### Document extract ###

In [16]:
import os
import openai
from dotenv import load_dotenv
from langchain.chat_models import AzureChatOpenAI
from langchain.embeddings import OpenAIEmbeddings
from langchain.vectorstores import AzureSearch
from langchain.document_loaders import DirectoryLoader
from langchain.document_loaders import TextLoader
from langchain.text_splitter import TokenTextSplitter
from langchain.chains import ConversationalRetrievalChain
from langchain.prompts import PromptTemplate
from azure.search.documents.indexes.models import SearchableField, SimpleField, SearchFieldDataType

In [17]:
# Load environment variables
load_dotenv('.env')


# Configure OpenAI API
openai.api_type = "azure"
openai.api_base = os.getenv('OPENAI_API_BASE')
openai.api_key = os.getenv('OPENAI_API_KEY')
openai.api_version = os.getenv('OPENAI_API_VERSION')


# Initialize gpt-35-turbo and our embedding model
llm = AzureChatOpenAI(deployment_name="htiOaiDEP")
embeddings = OpenAIEmbeddings(deployment_id="htiOaiDEPte", chunk_size=1)




In [18]:
# Connect to Azure Cognitive Search
acs = AzureSearch(azure_search_endpoint=os.getenv('AZURE_COGNITIVE_SEARCH_SERVICE_NAME'),
                 azure_search_key=os.getenv('AZURE_COGNITIVE_SEARCH_API_KEY'),
                 index_name=os.getenv('AZURE_COGNITIVE_SEARCH_INDEX_NAME'),
                 embedding_function=embeddings.embed_query)

In [19]:
loader = DirectoryLoader("C:\\Users\\acer\\OneDrive\\Desktop\\SelfMade", glob="*.txt", loader_cls=TextLoader, loader_kwargs={'autodetect_encoding': True})
documents = loader.load()
text_splitter = TokenTextSplitter(chunk_size=1000, chunk_overlap=0)
docs = text_splitter.split_documents(documents)

# Add documents to Azure Search
acs.add_documents(documents=docs)

### Supplied data ###

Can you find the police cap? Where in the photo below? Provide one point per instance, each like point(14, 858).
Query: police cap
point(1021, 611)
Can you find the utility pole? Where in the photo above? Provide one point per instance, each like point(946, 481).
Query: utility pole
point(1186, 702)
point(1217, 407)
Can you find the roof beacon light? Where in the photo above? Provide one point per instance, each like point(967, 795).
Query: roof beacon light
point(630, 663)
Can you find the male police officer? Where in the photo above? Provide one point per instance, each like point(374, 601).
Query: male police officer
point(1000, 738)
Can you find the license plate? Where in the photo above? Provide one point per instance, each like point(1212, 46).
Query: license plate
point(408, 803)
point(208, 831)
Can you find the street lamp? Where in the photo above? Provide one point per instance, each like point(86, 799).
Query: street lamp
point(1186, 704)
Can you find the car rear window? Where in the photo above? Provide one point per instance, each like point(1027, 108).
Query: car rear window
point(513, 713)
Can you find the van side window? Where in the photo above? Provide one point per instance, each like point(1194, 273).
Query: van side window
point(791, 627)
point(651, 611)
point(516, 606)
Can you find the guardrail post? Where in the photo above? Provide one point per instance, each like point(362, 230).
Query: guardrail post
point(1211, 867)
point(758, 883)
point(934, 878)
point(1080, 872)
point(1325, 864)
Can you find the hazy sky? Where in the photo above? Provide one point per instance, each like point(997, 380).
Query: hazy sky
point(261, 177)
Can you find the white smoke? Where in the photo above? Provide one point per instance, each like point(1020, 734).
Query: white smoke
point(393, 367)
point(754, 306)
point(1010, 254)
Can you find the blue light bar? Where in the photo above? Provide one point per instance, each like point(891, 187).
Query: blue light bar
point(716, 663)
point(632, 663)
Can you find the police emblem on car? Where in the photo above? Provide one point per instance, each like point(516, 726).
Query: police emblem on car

###

* Using the information *
**A)** In the LangChain notebook code for Azure Cognitive Search, what chunk size and overlap are given to the TokenTextSplitter?
**B)** Go on with the LangChain notebook code for Azure Cognitive Search, starting after its final cell.

* Answers to the exercises *
**A)** A chunk size of 1000 and a chunk overlap of 0.

**B)**
['YmJkNmUxZDctMzJkZi00OTJiLWFmZWQtMTkzZDliNTM4MTlk',
 'ZmQwMGQxM2EtOWU1ZC00MDlkLTlkZjQtNjI2OGRiM2RkNWRi',
 'OGNiNDhkY2EtOGFiNi00MTNiLTkwOGMtYjU2ZWRhYmE5ZWYz']

In [20]:
# Adapt if needed
CONDENSE_QUESTION_PROMPT = PromptTemplate.from_template("""Given the following conversation and a follow up question, rephrase the follow up question to be a standalone question.

Chat History:
{chat_history}
Follow Up Input: {question}
Standalone question:""")

qa = ConversationalRetrievalChain.from_llm(llm=llm,
                                           retriever=acs.as_retriever(),
                                           condense_question_prompt=CONDENSE_QUESTION_PROMPT,
                                           return_source_documents=True,
                                           verbose=False)


In [21]:
chat_history = [(query, result["answer"])]
query = "What is cricket?"
result = qa({"question": query, "chat_history": chat_history})

print("Question:", query)
print("Answer:", result["answer"])


Question: What is cricket?
Answer: Sure! Cricket is a bat-and-ball game played between two teams of eleven players on a field at the center of which is a 22-yard (20-meter) pitch with a wicket at each end, each comprising two bails balanced on three stumps. The objective of the game is to score as many runs as possible while also trying to dismiss the opposing team. 

The batting side scores runs by striking the ball bowled at one of the wickets with the bat and then running between the wickets. The fielding side tries to prevent this by preventing the ball from leaving the field and getting the ball to either wicket to dismiss each batter. Means of dismissal include being bowled, when the ball hits the stumps and dislodges the bails, and by the fielding side either catching the ball after it is hit by the bat, but before it hits the ground, or hitting a wicket with the ball before a batter can cross the crease in front of the wicket.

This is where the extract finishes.